**Exercises to complete:**
1. In the comment on LLM-generated code, what does the writer predict will serve as the programming language?
2. List every programming keyword that the comment on LLM-generated code names.
3. According to the comment on LLM-generated code, why will people use fewer complete human sentences when prompting LLMs?

**Supplied passage:**
------------------------------------
My prediction: in 10 years we'll see LLMs generate machine code directly, just like a normal compiler. The programming language will be the context provided by the context engineer.
But I always end up in a scenario where, in order to make the LLM spit out consistent and as precise as possible code, we end up with a very simple and tight syntax.
For example we'll be using less and less complete human sentences, because they leave too much open to interpretation, and end up with keywords like "if", "else" and "foreach". When we eventually do end up at that utopia, the first person to present this at a conference will be hailed as a revolutionist.
Only for the LLM to have a resolve clash and, while 'hallucinating', flip a boolean check.
The core issue is that you need to be able to iterate on different parts of the application, either without altering unaffected parts or with deterministic translation. Otherwise, this AI application will be full of new bugs every change.
This can be achieved by utilizing tests. So the SWE agent will write up a set of tests as it understands the task. These are the functional requirements, which should/could be easily inspected by the BI (biological intelligence).
Once the functional requirements have been set, the SWE agent can iterate over and over again until the tests pass. At this point it doesn't really matter what the solution code looks like or how it's written, only that the functional requirements as defined via the tests are upheld. New requirements? Additional tests.
------------------------------------
**Data extracts:**
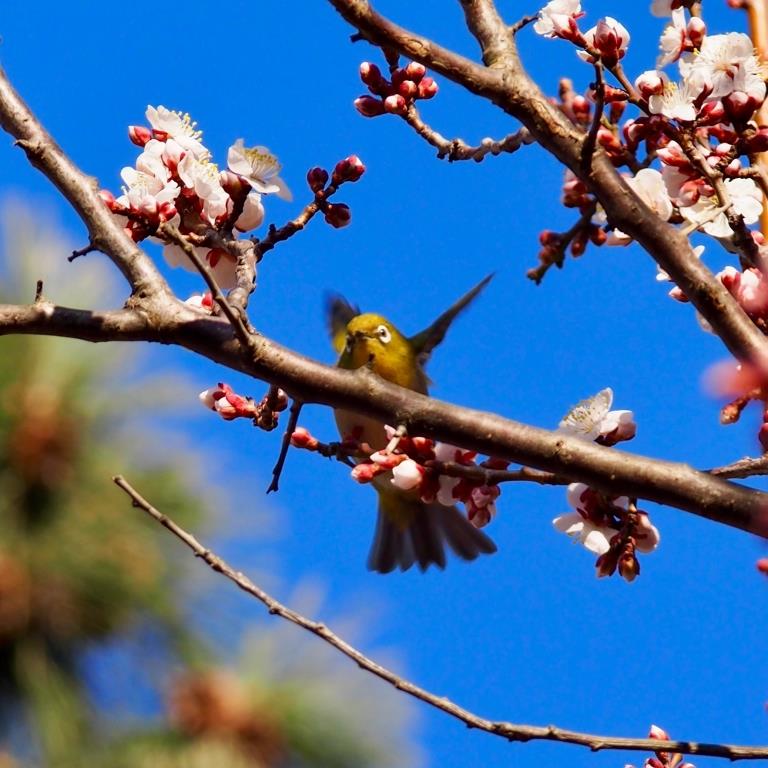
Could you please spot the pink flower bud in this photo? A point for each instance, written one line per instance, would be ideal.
(427, 88)
(367, 106)
(317, 178)
(407, 475)
(581, 108)
(365, 472)
(139, 135)
(758, 142)
(696, 31)
(371, 75)
(611, 40)
(395, 104)
(740, 106)
(415, 71)
(349, 169)
(338, 215)
(408, 90)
------------------------------------
**Exercise results:**
1. The context provided by the context engineer.

2. "if", "else", "foreach"

3. Complete human sentences leave too much open to interpretation. Since the aim is to make the LLM produce code that is consistent and as precise as possible, prompts will drift toward keywords like "if", "else" and "foreach".